───── Raw records ─────
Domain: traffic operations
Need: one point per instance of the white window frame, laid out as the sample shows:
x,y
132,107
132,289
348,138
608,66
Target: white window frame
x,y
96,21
─────
Set task:
Copy the lines above word for word, keeping every line in its original order.

The reply:
Domain: traffic operations
Need: one point per instance of the white window frame, laid out as the sample shows:
x,y
132,107
132,289
348,138
608,66
Target: white window frame
x,y
96,21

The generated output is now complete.